Contour annotation lines
##############################

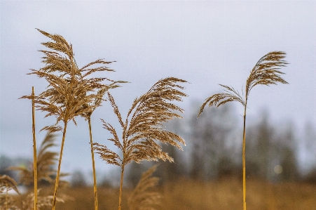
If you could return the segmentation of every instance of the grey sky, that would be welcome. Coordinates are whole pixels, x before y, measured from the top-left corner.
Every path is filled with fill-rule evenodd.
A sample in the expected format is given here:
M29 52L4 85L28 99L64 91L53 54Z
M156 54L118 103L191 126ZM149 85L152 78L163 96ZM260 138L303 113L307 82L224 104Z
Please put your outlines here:
M129 81L112 91L125 116L132 100L158 79L184 79L189 112L191 101L201 102L220 91L218 84L241 91L258 60L273 51L287 53L282 71L289 84L256 86L251 92L248 116L267 107L274 122L293 120L298 128L316 124L316 1L1 1L0 155L32 157L32 113L27 100L34 86L46 81L26 75L42 67L49 39L39 28L60 34L73 44L83 66L98 58L116 60L114 79ZM240 114L242 107L238 106ZM115 120L104 104L95 113L95 140L108 136L99 118ZM36 129L54 123L36 112ZM69 127L62 167L90 164L88 127L83 120ZM72 130L72 131L71 131ZM43 132L37 133L39 141ZM76 152L74 152L76 151ZM97 162L102 165L104 163Z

##############################

- **Challenge**: Rewrite the lines above with "grey sky" changed to "overcast sky" and everything else kept the same. Omit the picture from your output.

- **Solution below**:
If you could return the segmentation of every instance of the overcast sky, that would be welcome. Coordinates are whole pixels, x before y, measured from the top-left corner.
Every path is filled with fill-rule evenodd.
A sample in the expected format is given here:
M29 52L4 85L28 99L64 91L53 54Z
M156 54L118 103L191 126ZM149 85L152 78L163 96ZM260 138L303 113L307 82L224 104Z
Please put your outlines here:
M129 81L112 91L125 116L132 100L158 79L184 79L189 112L191 101L201 102L220 91L218 84L241 91L258 60L273 51L287 53L282 71L289 84L256 86L251 92L248 116L267 107L274 122L293 120L298 128L316 124L316 1L1 1L0 155L32 157L32 113L27 100L34 86L46 81L26 75L42 67L49 39L39 28L60 34L73 44L83 66L98 58L116 60L114 79ZM240 114L242 107L238 106ZM115 120L104 104L95 113L95 140L108 136L99 118ZM36 129L54 123L36 112ZM69 127L62 167L90 164L88 127L83 120ZM72 130L72 131L71 131ZM43 132L37 133L39 141ZM76 152L74 152L76 151ZM97 162L102 165L104 163Z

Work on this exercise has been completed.